> What you should do
Copy the rows below word for word, from the line containing "Q: Identify one point on each instance of the metal" through the end of the rows.

━━━━━━━━━━━━━━━━

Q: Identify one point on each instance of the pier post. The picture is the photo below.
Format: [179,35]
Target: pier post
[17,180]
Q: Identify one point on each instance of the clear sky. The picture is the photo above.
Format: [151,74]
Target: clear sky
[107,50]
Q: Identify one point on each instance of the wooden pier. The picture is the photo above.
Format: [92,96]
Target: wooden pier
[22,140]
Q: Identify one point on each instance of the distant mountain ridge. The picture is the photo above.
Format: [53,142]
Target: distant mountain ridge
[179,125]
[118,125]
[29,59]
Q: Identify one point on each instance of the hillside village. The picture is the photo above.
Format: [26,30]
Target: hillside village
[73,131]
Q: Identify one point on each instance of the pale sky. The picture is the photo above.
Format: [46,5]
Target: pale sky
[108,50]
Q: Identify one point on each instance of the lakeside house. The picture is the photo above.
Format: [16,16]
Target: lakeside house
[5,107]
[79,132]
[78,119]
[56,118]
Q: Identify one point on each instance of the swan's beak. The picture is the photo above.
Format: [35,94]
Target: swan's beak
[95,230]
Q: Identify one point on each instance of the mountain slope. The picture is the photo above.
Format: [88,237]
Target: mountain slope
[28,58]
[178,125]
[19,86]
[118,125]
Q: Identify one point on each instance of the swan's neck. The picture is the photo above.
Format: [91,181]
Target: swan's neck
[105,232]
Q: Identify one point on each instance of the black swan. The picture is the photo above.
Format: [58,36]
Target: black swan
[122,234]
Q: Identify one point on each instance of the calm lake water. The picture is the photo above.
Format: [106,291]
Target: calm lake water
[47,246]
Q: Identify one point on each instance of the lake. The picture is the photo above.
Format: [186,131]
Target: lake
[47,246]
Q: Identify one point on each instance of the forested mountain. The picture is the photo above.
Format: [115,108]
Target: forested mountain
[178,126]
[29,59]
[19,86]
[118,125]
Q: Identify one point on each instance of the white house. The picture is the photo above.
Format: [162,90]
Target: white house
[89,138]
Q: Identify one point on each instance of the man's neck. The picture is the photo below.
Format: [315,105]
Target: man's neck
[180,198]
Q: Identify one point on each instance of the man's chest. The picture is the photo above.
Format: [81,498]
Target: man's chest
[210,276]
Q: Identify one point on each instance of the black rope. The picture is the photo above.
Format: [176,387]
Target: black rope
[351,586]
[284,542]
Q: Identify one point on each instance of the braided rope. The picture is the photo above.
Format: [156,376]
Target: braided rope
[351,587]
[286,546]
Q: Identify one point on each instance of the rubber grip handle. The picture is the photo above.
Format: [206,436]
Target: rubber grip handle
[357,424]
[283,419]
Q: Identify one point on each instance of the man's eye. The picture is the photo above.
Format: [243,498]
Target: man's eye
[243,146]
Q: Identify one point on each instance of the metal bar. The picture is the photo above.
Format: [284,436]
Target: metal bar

━━━━━━━━━━━━━━━━

> Final result
Q: Identify one point on each instance of the metal bar. The picture is the photo above.
Format: [284,436]
Target: metal bar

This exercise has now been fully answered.